_DOCUMENT SECTION_:
Etch-A-Sketch economy
The apparent economy had been built up to appear bigger than it actually was. Since the 1980′s, complex financial mechanisms such as derivative trading and other vehicles allowed multiple levels of a shadow economy to layer on top of the real economy, making the income, assets and growth of each person, company, and government entity appear larger than they actually were.
For the public, the most obvious example of this is real estate prices. A house that was purchased for $175,000 was instantly worth $300,000 eight months later. No gold bars were buried in the back yard, and no extra $1,000 bills were hidden in the walls. The value just appeared out of thin air.The value did not represent the increased value of the location, increased income of the owner, or improved production of the home.
Corporate assets were inflated just the same. Investment banks saw the paper vale of their bond holdings and securities pricing increase just as fast. There was no change to the underlying productive value of the underlying assets, just a bidding war with fake money.

_EXCERPTED RECORDS_:
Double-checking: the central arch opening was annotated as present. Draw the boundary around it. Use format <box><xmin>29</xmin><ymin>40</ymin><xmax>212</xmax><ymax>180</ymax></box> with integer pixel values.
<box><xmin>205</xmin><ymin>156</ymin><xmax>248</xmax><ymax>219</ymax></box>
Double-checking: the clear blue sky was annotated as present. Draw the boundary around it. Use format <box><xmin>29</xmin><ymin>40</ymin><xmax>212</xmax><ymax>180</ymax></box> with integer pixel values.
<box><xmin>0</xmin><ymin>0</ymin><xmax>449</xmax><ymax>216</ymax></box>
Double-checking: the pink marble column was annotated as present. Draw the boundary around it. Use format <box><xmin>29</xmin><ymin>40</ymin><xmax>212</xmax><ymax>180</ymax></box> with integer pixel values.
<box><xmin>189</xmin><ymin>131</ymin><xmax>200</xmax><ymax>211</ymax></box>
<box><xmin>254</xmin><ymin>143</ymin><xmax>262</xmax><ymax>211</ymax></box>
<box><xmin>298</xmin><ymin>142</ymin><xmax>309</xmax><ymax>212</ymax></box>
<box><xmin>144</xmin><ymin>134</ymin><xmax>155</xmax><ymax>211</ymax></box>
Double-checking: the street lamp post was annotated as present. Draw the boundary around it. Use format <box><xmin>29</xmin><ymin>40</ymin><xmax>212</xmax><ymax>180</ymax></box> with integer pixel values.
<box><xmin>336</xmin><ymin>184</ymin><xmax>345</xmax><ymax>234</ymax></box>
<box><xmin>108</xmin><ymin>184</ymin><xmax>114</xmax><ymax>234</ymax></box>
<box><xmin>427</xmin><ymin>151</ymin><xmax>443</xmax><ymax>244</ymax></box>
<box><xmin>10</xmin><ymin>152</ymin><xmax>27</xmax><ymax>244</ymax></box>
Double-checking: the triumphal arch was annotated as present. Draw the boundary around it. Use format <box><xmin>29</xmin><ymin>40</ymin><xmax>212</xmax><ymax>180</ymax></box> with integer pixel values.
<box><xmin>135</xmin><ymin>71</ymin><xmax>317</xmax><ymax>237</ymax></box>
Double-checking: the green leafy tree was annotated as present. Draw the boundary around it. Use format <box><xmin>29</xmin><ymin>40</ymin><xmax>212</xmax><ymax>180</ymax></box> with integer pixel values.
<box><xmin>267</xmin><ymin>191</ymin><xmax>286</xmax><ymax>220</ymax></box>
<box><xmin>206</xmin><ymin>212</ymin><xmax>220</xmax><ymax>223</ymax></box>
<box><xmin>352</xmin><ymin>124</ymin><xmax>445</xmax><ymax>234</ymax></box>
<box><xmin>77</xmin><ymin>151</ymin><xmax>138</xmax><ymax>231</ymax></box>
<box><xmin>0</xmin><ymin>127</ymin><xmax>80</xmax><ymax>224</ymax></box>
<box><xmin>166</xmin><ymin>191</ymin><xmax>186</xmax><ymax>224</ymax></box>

_REQUIRED ACTION 1_: In the passage on the Etch-A-Sketch economy, what was a house purchased for $175,000 worth eight months later?
_REQUIRED ACTION 2_: Carry on writing the passage on the Etch-A-Sketch economy, picking up after its last sentence.

_EXERCISE OUTPUT 1_: It was worth $300,000.

_EXERCISE OUTPUT 2_:
At some point, the values cannot even be sustained with artificial borrowed funds. As the bubbled up prices of all assets lose support, they stagnate, and then fall quickly. Real estate, stocks, and securities hover in mid air, looking for buyers to support their high altitude. Gravity will at some point have to take over.
As the artificially built-up valuations are forced to resolve themselves through the market process, the decline is not a smooth gradual change. Asset values, consumer sentiment, and the economy overall goes through periods where it experiences sudden and steep drops, and then levels off for some time to digest the most recent catastrophe.
The result is an Etch-A-Sketch crash. Instead of the typical V-shaped pattern of market fluctuations shown in streotypical economic charts, the actual pattern for this event is a stair-step shape. remember how easy it was to draw stairs on an Etch-A-Sketch as a kid? Just alternate horizontal and vertical knobs, and you have perfect stairs!

This is where we are going financially. At certain intervals some event occurs. AIG becomes insolvent/ 150-year-old Lehman Brothers goes bankrupt. The economy needs a $700 billion bailout. Stock market drops 777. Fannie Mae and Freddie Mac nationalized. Each story is a significant event by itself, but is actually part of the overall normalizing of the economy. After each disaster, some period of time elapses where nothing major happens. Most people go back to their everyday activities, and the shock of the events wear off over time. It does give people some warning about the security of their own job or income.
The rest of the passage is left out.